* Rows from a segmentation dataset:
=-=-=-=-=

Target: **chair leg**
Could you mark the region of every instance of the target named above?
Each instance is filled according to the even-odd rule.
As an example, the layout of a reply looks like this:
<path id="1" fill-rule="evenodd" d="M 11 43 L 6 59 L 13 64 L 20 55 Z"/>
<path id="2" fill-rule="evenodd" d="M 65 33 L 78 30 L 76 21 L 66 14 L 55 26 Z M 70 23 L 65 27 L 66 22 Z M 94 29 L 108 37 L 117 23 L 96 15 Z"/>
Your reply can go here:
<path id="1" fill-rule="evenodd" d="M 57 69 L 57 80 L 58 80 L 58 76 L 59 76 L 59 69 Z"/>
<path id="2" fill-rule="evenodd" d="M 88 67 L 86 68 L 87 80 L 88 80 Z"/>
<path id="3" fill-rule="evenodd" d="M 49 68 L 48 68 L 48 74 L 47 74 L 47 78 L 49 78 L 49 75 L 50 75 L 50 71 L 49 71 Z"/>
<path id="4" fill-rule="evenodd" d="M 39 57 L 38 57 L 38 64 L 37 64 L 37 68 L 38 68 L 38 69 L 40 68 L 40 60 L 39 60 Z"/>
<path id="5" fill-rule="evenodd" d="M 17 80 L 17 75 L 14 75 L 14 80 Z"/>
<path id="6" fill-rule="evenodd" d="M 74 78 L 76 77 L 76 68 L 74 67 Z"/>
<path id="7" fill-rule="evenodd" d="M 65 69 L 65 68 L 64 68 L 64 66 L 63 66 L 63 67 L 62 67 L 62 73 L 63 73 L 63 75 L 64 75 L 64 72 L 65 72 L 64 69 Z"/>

=-=-=-=-=

* What is required: Output all of the lines above again without any changes.

* Result of the exercise:
Target: **chair leg**
Could you mark the region of every instance of the target named above?
Each instance is filled according to the even-odd rule.
As an example, the layout of a reply looks like this:
<path id="1" fill-rule="evenodd" d="M 11 43 L 6 59 L 13 64 L 20 55 Z"/>
<path id="2" fill-rule="evenodd" d="M 65 33 L 78 30 L 76 21 L 66 14 L 55 26 Z M 70 23 L 65 27 L 66 22 Z M 94 29 L 108 37 L 117 23 L 96 15 Z"/>
Your reply can go here:
<path id="1" fill-rule="evenodd" d="M 57 69 L 57 80 L 58 80 L 58 76 L 59 76 L 59 69 Z"/>
<path id="2" fill-rule="evenodd" d="M 88 67 L 86 68 L 87 80 L 88 80 Z"/>
<path id="3" fill-rule="evenodd" d="M 49 68 L 48 68 L 48 74 L 47 74 L 47 78 L 49 78 L 49 75 L 50 75 L 50 71 L 49 71 Z"/>
<path id="4" fill-rule="evenodd" d="M 39 57 L 38 57 L 38 64 L 37 64 L 37 68 L 38 68 L 38 69 L 40 68 L 40 60 L 39 60 Z"/>
<path id="5" fill-rule="evenodd" d="M 17 80 L 17 75 L 14 75 L 14 80 Z"/>
<path id="6" fill-rule="evenodd" d="M 74 78 L 76 77 L 76 68 L 74 67 Z"/>
<path id="7" fill-rule="evenodd" d="M 65 69 L 65 68 L 64 68 L 64 66 L 63 66 L 63 67 L 62 67 L 62 73 L 63 73 L 63 75 L 64 75 L 64 72 L 65 72 L 64 69 Z"/>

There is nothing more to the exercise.